Unlike the emergence of so many earlier leading ladies--the Netherlands’ Queen Juliana in the 1940s, Britain’s Queen Elizabeth in the 1950s, India’s Indira Gandhi in the 1960s, Argentina’s Isabel Peron in the 1970s and the Philippines’ Corazon Aquino in the 1980s--women at the top are no longer usually hereditary monarchs or relatives of famous former politicos.

Turkey’s Ciller, an economist, particularly stands out from the two other women who have risen to power in Islamic countries. Benazir Bhutto followed her father as Pakistan’s prime minister, while Khaleda Zia succeeded her late husband as Bangladesh’s leader. In stark contrast, Ciller’s husband took her name when they married.

And the new female leaders are no longer alone. Two of Canada’s three major parties are now headed by women, while the third’s deputy leader is female. Worldwide, six countries now have female prime ministers, three have female presidents and three female governors general--some in unlikely places.

┄┄┄┄┄┄┄┄┄┄

• [The task]: Extend the passage about women rising to national leadership, picking up right after its final sentence.

┄┄┄┄┄┄┄┄┄┄

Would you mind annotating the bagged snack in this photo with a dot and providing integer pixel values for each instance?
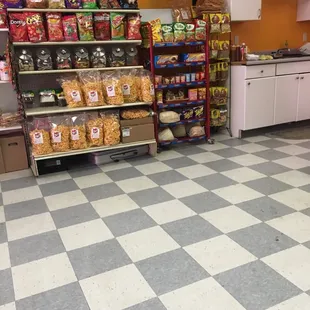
(72, 91)
(85, 23)
(56, 4)
(94, 130)
(40, 137)
(111, 128)
(102, 26)
(129, 86)
(133, 27)
(54, 27)
(60, 133)
(112, 88)
(70, 28)
(91, 87)
(35, 27)
(117, 26)
(78, 132)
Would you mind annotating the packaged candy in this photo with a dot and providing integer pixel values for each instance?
(54, 27)
(70, 28)
(18, 27)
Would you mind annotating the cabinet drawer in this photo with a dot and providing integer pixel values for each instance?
(293, 67)
(254, 72)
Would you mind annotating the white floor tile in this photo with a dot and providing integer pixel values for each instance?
(293, 178)
(202, 295)
(29, 226)
(300, 302)
(237, 193)
(294, 198)
(4, 256)
(42, 275)
(22, 194)
(195, 171)
(243, 174)
(114, 205)
(293, 264)
(184, 188)
(136, 184)
(219, 254)
(87, 233)
(295, 225)
(147, 243)
(168, 211)
(65, 200)
(230, 219)
(116, 289)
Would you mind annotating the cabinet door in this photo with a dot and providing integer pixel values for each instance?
(245, 9)
(286, 98)
(259, 109)
(303, 106)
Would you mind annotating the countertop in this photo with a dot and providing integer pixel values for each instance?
(268, 62)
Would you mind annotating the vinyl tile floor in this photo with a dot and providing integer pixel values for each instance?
(200, 227)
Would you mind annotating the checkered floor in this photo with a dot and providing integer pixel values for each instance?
(218, 227)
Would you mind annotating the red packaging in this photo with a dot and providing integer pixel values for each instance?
(133, 27)
(102, 26)
(18, 27)
(70, 28)
(54, 27)
(35, 27)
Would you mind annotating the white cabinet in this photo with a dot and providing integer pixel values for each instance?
(259, 109)
(286, 98)
(303, 105)
(245, 9)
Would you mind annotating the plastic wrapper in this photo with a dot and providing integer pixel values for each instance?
(72, 91)
(78, 132)
(85, 23)
(60, 133)
(111, 128)
(40, 137)
(54, 27)
(70, 28)
(94, 130)
(91, 87)
(112, 88)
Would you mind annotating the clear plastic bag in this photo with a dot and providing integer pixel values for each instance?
(91, 87)
(112, 88)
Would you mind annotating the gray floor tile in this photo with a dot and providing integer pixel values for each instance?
(98, 258)
(150, 196)
(6, 287)
(124, 174)
(191, 230)
(35, 247)
(214, 181)
(268, 186)
(58, 187)
(102, 191)
(17, 183)
(265, 208)
(74, 215)
(256, 286)
(180, 162)
(25, 208)
(128, 222)
(66, 297)
(170, 271)
(269, 168)
(205, 202)
(167, 177)
(151, 304)
(262, 240)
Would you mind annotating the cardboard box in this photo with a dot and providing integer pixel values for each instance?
(14, 153)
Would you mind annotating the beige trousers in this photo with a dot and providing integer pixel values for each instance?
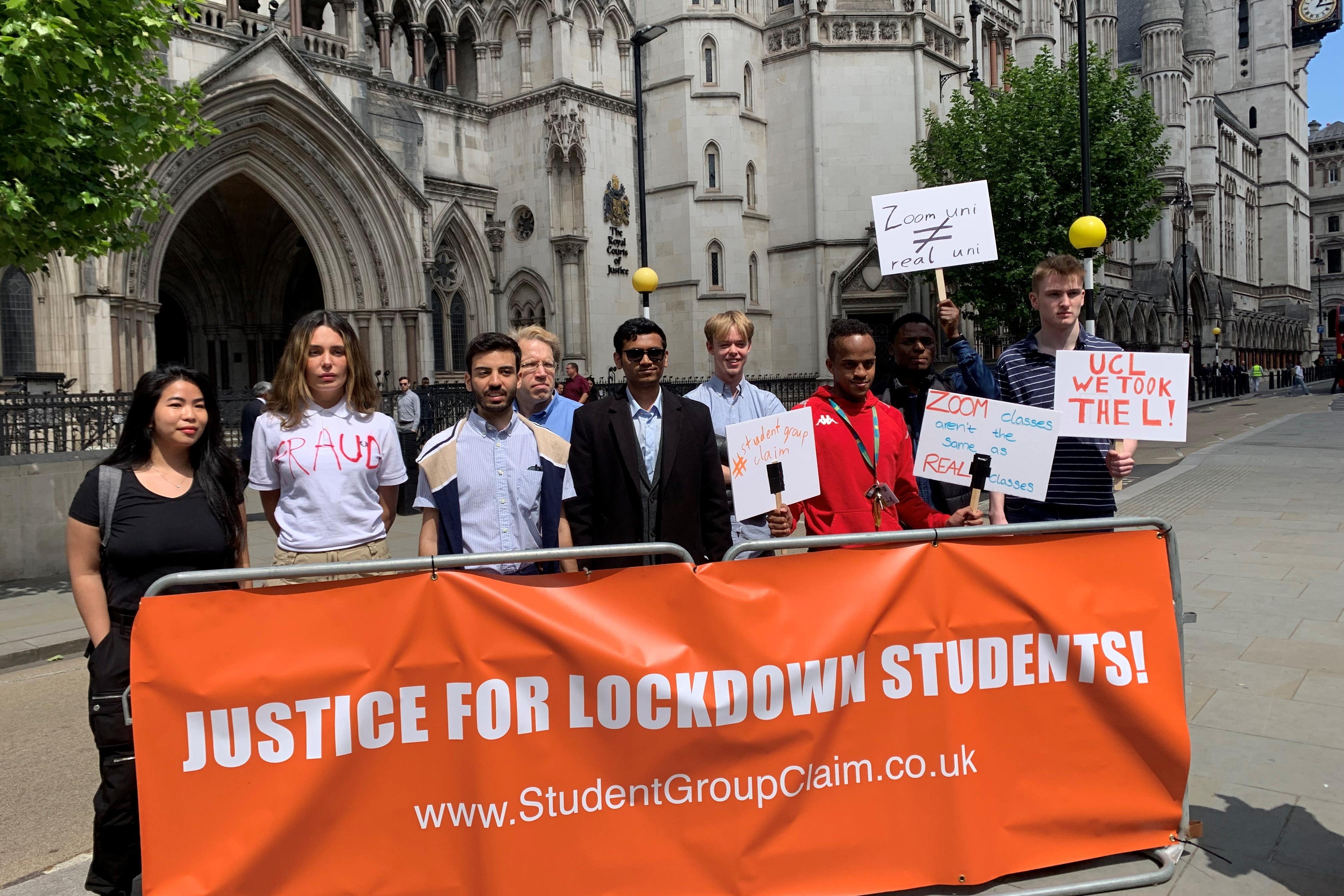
(370, 551)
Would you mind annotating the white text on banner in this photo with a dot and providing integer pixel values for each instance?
(1019, 440)
(1123, 395)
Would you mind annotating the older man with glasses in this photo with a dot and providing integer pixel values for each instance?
(537, 398)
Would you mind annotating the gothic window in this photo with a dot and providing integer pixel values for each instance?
(18, 343)
(436, 308)
(716, 260)
(457, 331)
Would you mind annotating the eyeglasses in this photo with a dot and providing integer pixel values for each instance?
(636, 355)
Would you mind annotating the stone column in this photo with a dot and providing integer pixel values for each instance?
(496, 84)
(451, 64)
(570, 253)
(410, 323)
(627, 86)
(418, 54)
(525, 49)
(233, 22)
(385, 43)
(596, 66)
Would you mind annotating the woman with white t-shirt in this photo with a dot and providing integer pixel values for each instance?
(326, 461)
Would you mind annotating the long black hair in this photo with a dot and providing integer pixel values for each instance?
(216, 469)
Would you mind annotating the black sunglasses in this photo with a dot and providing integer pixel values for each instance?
(636, 355)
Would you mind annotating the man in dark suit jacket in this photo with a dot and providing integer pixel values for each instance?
(644, 463)
(252, 410)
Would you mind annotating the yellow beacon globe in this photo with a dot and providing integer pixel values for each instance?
(646, 280)
(1088, 233)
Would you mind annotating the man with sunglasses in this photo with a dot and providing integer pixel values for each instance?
(913, 344)
(537, 398)
(644, 461)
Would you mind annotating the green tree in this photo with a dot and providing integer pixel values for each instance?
(1025, 142)
(82, 115)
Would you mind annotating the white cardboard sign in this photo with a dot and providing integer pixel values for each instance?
(1019, 440)
(935, 228)
(753, 445)
(1123, 395)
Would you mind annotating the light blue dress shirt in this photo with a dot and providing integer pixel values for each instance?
(558, 416)
(729, 406)
(499, 489)
(648, 429)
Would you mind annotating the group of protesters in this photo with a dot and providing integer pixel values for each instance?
(527, 468)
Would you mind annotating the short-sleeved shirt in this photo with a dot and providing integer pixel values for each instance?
(576, 387)
(328, 471)
(1080, 476)
(729, 406)
(499, 488)
(557, 417)
(154, 536)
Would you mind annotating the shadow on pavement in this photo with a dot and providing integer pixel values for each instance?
(1287, 844)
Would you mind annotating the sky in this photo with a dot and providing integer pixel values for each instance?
(1326, 81)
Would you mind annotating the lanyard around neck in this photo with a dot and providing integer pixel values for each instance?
(877, 437)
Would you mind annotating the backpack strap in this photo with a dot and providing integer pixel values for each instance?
(109, 483)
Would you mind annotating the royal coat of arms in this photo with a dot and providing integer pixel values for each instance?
(616, 205)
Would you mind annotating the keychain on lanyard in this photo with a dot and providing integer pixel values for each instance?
(877, 492)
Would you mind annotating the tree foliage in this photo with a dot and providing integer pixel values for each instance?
(1025, 142)
(82, 115)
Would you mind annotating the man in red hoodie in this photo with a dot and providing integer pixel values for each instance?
(865, 455)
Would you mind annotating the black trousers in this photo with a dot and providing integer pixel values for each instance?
(116, 811)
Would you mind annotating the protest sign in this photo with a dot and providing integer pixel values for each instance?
(935, 228)
(818, 723)
(757, 444)
(1123, 395)
(1019, 440)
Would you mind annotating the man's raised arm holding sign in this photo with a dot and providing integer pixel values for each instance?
(1081, 480)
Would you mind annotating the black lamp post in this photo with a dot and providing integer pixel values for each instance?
(1320, 312)
(639, 39)
(975, 41)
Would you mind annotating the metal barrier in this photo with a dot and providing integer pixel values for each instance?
(1164, 858)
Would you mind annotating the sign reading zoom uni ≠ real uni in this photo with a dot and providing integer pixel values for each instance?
(959, 715)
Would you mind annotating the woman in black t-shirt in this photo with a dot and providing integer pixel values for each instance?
(177, 507)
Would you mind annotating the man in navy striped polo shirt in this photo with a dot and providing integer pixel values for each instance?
(1081, 477)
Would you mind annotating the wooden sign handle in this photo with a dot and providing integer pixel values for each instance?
(1115, 446)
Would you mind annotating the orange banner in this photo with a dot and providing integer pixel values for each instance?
(847, 722)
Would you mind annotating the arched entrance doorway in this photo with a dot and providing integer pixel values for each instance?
(237, 275)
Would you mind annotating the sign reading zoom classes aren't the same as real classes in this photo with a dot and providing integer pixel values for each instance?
(1019, 440)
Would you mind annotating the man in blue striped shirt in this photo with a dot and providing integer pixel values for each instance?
(1081, 480)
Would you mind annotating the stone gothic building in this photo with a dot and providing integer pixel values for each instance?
(436, 168)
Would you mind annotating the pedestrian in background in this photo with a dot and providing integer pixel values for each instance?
(865, 456)
(576, 389)
(912, 348)
(495, 481)
(406, 414)
(733, 399)
(537, 398)
(644, 461)
(326, 461)
(248, 424)
(169, 500)
(1082, 476)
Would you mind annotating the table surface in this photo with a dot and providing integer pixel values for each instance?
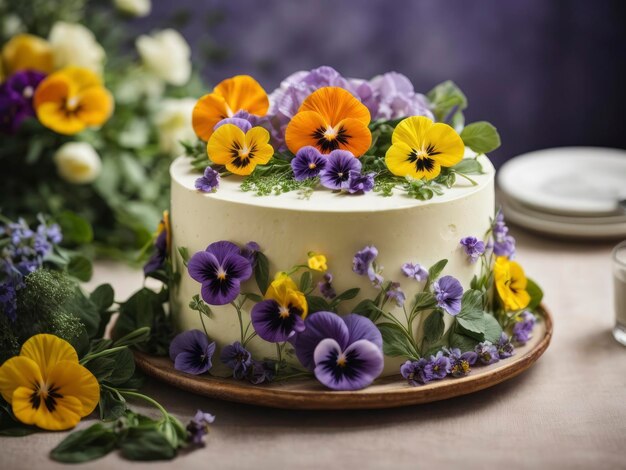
(567, 411)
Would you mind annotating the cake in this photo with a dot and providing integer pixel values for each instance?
(326, 231)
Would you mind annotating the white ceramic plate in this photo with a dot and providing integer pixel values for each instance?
(579, 181)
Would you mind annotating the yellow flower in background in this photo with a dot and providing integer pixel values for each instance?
(511, 284)
(46, 386)
(240, 153)
(420, 147)
(72, 99)
(317, 262)
(239, 93)
(27, 52)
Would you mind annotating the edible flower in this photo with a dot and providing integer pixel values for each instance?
(330, 118)
(233, 95)
(220, 269)
(345, 353)
(281, 315)
(191, 352)
(317, 262)
(511, 284)
(72, 99)
(27, 52)
(420, 147)
(46, 386)
(239, 152)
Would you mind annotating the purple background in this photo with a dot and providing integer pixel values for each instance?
(545, 72)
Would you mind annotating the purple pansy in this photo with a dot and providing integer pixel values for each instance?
(344, 353)
(473, 248)
(198, 427)
(448, 293)
(220, 269)
(308, 163)
(336, 174)
(16, 99)
(325, 286)
(415, 271)
(487, 352)
(523, 328)
(460, 362)
(209, 182)
(191, 352)
(237, 358)
(358, 183)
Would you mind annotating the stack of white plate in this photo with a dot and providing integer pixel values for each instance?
(575, 192)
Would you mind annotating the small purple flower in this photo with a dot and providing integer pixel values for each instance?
(487, 352)
(460, 363)
(396, 294)
(505, 347)
(415, 271)
(237, 358)
(358, 183)
(473, 248)
(523, 328)
(16, 99)
(191, 352)
(345, 353)
(308, 163)
(198, 427)
(209, 182)
(448, 293)
(325, 286)
(336, 174)
(418, 372)
(220, 269)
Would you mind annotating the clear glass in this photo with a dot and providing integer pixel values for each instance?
(619, 292)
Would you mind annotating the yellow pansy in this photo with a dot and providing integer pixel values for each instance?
(72, 99)
(46, 386)
(317, 262)
(239, 152)
(511, 284)
(420, 147)
(27, 52)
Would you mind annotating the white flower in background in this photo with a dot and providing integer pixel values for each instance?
(77, 162)
(167, 55)
(134, 7)
(173, 121)
(73, 44)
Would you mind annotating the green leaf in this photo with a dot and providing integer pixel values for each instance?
(82, 446)
(146, 444)
(481, 137)
(80, 267)
(395, 342)
(75, 229)
(536, 294)
(262, 272)
(434, 326)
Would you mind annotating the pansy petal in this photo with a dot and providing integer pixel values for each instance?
(360, 327)
(47, 350)
(319, 325)
(18, 371)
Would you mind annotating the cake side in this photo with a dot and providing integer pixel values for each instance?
(288, 227)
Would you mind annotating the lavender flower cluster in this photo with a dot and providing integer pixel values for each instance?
(22, 251)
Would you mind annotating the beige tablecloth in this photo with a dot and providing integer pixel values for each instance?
(567, 411)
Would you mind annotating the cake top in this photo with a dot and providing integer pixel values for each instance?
(321, 132)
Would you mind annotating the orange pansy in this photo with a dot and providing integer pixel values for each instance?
(329, 119)
(239, 93)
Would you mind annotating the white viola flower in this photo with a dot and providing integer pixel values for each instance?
(77, 162)
(73, 44)
(134, 7)
(173, 121)
(167, 55)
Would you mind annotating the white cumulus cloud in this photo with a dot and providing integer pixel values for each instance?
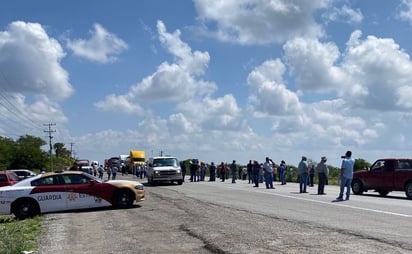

┄┄┄┄┄┄┄┄┄┄

• [Expected answer]:
In the male-dominated world of Irish politics, Mary Robinson beat thousand-to-one odds in 1990 to win the presidency, while in 1992 Hanna Suchocka became the first woman to lead a government in Poland since Queen Jadwiga in the 14th Century.

And among the more than 4,000 female judges from 37 countries that belong to the International Assn. of Women Judges, at least seven nations--Costa Rica, Panama, the Philippines, Romania, Mexico, France and Canada--now have two women on their high court.

In the 1990s, women are even breaking ground in unlikely professions--as bullfighters in Spain’s macho society and as peasant leaders in Mexico’s slums.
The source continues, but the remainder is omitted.